━━ SOURCE INFORMATION ━━
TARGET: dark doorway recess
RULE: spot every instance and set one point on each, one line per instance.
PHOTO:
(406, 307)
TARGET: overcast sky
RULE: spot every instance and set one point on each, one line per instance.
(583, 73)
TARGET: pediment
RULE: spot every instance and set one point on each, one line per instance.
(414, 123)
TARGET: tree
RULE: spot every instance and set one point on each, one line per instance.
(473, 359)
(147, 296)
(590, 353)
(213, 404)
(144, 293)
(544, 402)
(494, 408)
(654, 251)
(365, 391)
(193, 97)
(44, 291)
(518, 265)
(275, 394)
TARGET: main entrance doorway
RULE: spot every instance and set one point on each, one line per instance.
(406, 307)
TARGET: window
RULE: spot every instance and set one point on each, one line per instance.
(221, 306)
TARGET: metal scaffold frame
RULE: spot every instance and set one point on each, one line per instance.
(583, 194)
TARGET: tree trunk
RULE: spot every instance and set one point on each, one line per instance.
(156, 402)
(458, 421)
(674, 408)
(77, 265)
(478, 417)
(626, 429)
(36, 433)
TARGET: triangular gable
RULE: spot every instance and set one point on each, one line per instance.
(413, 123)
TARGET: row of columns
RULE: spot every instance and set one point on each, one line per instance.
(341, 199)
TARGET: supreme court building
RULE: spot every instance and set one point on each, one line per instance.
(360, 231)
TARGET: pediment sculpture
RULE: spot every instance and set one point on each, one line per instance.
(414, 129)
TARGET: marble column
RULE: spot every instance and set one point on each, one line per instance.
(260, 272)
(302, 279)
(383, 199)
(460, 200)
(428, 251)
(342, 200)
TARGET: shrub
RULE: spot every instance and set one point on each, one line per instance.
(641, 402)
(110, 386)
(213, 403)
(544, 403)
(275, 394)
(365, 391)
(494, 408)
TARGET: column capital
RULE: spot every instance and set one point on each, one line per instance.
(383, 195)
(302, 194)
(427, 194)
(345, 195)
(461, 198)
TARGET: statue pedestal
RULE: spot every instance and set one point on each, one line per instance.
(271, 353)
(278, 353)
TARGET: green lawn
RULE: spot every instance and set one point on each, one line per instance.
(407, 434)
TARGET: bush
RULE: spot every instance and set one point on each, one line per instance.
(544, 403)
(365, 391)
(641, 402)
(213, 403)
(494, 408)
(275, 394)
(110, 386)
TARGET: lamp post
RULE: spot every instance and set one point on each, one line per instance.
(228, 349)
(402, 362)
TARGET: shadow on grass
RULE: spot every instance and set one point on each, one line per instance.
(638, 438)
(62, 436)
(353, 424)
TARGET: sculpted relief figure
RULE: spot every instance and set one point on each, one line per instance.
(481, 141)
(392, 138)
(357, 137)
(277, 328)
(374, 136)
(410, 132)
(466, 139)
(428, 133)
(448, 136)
━━━
Return the lines from the one containing "TARGET: bush" through the last line of the records. Include both ends and nothing else.

TARGET: bush
RULE: spot every instance and set one point on each, one line per instance.
(544, 403)
(365, 391)
(641, 402)
(213, 403)
(494, 408)
(275, 394)
(110, 386)
TARGET: lamp post
RULE: spot every instance and set one point on each, one line per instance.
(228, 349)
(402, 362)
TARGET: shadow on grass
RULE: spot every instance and set one point on each, one line per instance.
(638, 438)
(62, 436)
(353, 424)
TARGET: sculpted relief figure
RULE: spot every instance and set one point on each, one line per instance.
(481, 141)
(392, 138)
(357, 137)
(277, 328)
(374, 136)
(410, 132)
(466, 139)
(428, 133)
(448, 136)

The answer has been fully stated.